Além das mulheres e meninas cisgênero, é preciso fazer mais pela proteção de homens, meninos e/inclusive pessoas LGBTQI+ que correm risco de sofrer violência sexual e de gênero (VSG) em contextos humanitários, afirma um novo relatório elaborado pelo Comitê Internacional da Cruz Vermelha junto da Cruz Vermelha Norueguesa.

"Muitas agências humanitárias não só fazem vista grossa para as necessidades das mulheres, como também desconsideram por completo os homens, meninos e grupos de minoria sexual enquanto sobreviventes de violência sexual e de gênero ao conduzir avaliações de necessidades, discussões com as comunidades, coletas de dados e programas de resposta humanitária e comunitária de acompanhamento.(ii)"

A violência sexual e de gênero (VSG) contra mulheres e meninas em contextos de conflito armado, detenção ou crises humanitárias é uma questão abominável, excessivamente comum e bem documentada. Mas elas não são as únicas afetadas.

Agora, está aumentando o reconhecimento da diversidade de vítimas/sobreviventes de violência sexual e de gênero em contextos de conflito e outras emergências humanitárias.

Um novo relatório intitulado "That never happens here": Sexual and gender-based violence against men, boys and/including LGBTIQ+ people in humanitarian settings" ("'Isso nunca acontece aqui': violência sexual e de gênero contra homens, meninos e/inclusive pessoas LGBTQI+ em contextos humanitários", em tradução livre) põe em evidência o impacto avassalador e a prevalência da VSG contra outros grupos negligenciados.

▸ Entradas fornecidas

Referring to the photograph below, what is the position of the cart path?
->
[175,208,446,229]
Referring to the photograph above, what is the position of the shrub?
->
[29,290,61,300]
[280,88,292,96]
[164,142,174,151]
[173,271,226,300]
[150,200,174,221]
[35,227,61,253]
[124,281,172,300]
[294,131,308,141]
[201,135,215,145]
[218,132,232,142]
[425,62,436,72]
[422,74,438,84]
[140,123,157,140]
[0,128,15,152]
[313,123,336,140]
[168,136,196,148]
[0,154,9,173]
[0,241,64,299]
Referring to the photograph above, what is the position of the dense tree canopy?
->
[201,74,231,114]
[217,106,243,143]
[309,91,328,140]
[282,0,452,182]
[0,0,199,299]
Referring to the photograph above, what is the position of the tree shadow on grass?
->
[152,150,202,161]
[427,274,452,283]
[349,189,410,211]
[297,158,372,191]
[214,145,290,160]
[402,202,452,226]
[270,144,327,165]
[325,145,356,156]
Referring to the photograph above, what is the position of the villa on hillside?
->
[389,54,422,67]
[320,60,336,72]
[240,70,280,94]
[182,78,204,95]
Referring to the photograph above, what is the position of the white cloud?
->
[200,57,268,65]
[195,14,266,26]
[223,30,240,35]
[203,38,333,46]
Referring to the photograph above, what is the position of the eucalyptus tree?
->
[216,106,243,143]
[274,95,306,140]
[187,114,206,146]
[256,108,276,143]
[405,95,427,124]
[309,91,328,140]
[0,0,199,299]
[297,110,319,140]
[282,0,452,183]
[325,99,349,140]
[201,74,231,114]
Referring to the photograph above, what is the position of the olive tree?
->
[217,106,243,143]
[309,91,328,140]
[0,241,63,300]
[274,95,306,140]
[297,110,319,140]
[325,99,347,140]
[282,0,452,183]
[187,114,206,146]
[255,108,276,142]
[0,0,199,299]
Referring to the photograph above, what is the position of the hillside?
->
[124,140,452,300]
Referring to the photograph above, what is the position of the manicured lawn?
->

▸ O que se pede
Reproduza sem alterações o trecho do texto sobre violência sexual e de gênero em contextos humanitários, começando em "A violência sexual" e seguindo até "outras emergências humanitárias.".

▸ Resposta correta
A violência sexual e de gênero (VSG) contra mulheres e meninas em contextos de conflito armado, detenção ou crises humanitárias é uma questão abominável, excessivamente comum e bem documentada. Mas elas não são as únicas afetadas.

Agora, está aumentando o reconhecimento da diversidade de vítimas/sobreviventes de violência sexual e de gênero em contextos de conflito e outras emergências humanitárias.